EXERCISE BRIEF: Each record below must come back exactly as written; its pictures must not.

DATA:

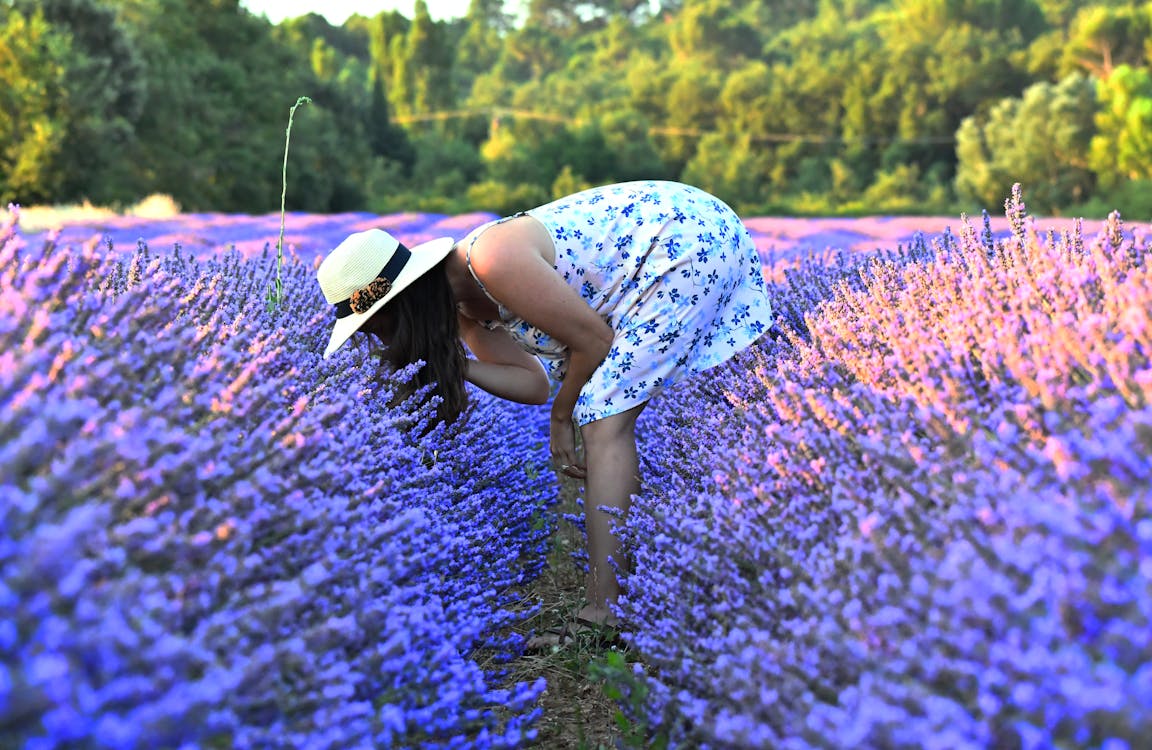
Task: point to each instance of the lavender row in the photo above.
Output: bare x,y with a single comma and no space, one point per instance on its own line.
923,523
210,537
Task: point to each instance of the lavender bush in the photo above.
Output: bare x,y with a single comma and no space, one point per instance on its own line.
210,537
923,520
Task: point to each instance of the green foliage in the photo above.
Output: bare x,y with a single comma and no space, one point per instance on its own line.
33,66
1122,148
790,105
1040,139
622,683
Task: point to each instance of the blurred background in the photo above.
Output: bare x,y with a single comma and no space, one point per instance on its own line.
781,107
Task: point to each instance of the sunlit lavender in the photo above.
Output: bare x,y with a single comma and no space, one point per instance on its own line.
921,521
210,537
916,517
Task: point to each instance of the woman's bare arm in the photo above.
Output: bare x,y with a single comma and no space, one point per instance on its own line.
501,368
510,260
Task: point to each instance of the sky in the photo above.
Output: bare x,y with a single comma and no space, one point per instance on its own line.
336,12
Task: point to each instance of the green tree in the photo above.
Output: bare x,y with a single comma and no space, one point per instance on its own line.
478,48
1104,37
1122,148
33,66
422,74
1040,139
106,89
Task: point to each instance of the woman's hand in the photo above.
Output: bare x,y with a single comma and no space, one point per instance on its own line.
562,442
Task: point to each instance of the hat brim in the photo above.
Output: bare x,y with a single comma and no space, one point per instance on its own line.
424,257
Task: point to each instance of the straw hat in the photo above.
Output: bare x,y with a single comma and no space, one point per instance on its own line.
366,271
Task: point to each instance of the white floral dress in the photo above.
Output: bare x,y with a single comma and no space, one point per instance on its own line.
668,266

SOLVED PROBLEM:
Task: point to each instance of the lavender row in the photo above.
Output: bare x,y with a single comma and no space, one point per instance on its own line.
923,523
210,537
Task: point to each instance of the lavender bush in the photo above.
Output: bare x,y with a single comma and no space, one point per instance on its own line.
210,537
923,520
Task: point to each instance of the green foliage in the photo above.
Output: bare x,y with a single comma and no space, one point per instance on its own line.
33,66
1122,148
790,105
1040,139
622,683
Task: point to each instance of the blurred background in the photo above.
Output: bare x,y with a single comma and no space, one point per instance on its own line.
781,107
Task: point to each instance of the sunlit lavender in the photo above.
Output: bare x,y with a single comma and no space, one point per instance on its own line.
921,521
210,537
916,517
Task: point to each instance of the woman's bare arm in the photo above.
Output: bare x,y with a single comma and no space, one point per instance on its own line.
501,368
510,260
Task: point to each instance of the sky in the photo above.
Output: bare x,y with a single comma and no space, one point per instance on its own line.
336,12
Task: point to each instance of the green tree in the photo above.
Output: bare x,y with a single comma and no space, one point per instance on its own line.
478,48
1104,37
1122,148
33,66
422,74
1040,139
106,89
Task: point to each instance of the woman's hand in the photo above.
Output: bare x,y with a single comma and no space, one point per instance on its own line.
562,442
Task: point to each instance of the hat brim in the photo above.
Output: bare x,y with a single comma and no space, one point per instance on its own line.
424,257
Task: point to each instance of the straw hat in the photo above.
Output: bare x,y with a single comma and no space, one point per instance on its own line.
366,271
Task: point to each instance of the white floral dress in the photo above.
Output: bare x,y with a single comma and no space, one point per instance on its own line.
668,266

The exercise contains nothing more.